(Data entries)
· · ·
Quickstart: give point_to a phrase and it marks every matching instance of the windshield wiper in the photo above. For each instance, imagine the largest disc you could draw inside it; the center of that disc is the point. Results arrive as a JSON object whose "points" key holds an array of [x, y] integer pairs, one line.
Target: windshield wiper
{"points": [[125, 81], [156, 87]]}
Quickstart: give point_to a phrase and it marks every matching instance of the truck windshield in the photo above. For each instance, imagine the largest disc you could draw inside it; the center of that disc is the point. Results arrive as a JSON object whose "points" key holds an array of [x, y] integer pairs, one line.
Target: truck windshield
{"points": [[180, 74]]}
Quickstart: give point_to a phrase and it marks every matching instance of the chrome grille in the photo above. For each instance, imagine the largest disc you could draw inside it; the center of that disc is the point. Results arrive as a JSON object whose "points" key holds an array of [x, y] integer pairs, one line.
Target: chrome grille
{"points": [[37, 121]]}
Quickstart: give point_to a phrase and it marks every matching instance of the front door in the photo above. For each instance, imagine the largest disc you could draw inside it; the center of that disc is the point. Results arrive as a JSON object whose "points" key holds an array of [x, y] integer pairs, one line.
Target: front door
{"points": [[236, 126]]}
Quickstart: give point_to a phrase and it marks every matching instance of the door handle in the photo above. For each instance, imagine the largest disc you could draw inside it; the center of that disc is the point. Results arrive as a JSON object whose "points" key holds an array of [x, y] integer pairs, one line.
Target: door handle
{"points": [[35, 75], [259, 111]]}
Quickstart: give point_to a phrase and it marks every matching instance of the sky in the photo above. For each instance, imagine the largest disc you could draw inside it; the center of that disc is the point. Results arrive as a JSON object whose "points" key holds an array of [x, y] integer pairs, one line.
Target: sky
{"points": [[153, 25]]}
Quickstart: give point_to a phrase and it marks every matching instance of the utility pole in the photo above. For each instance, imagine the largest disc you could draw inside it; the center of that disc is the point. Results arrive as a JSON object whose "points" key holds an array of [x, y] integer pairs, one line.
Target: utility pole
· · ·
__EXERCISE GOAL__
Repeat, without change, each line of the data above from the one that contains "Target: sky" through the final line, counting both.

__OUTPUT OF THE TASK__
Target: sky
{"points": [[153, 25]]}
Quickstart: give point_to a phrase and it marks every matching instance of the utility pole in the photo above. For each instance, imagine the largest disc you could draw inside it; the center of that disc is the point. Results arrive as a JSON object whose "points" key holds an array of [x, y] integer pairs, one line.
Target: utility pole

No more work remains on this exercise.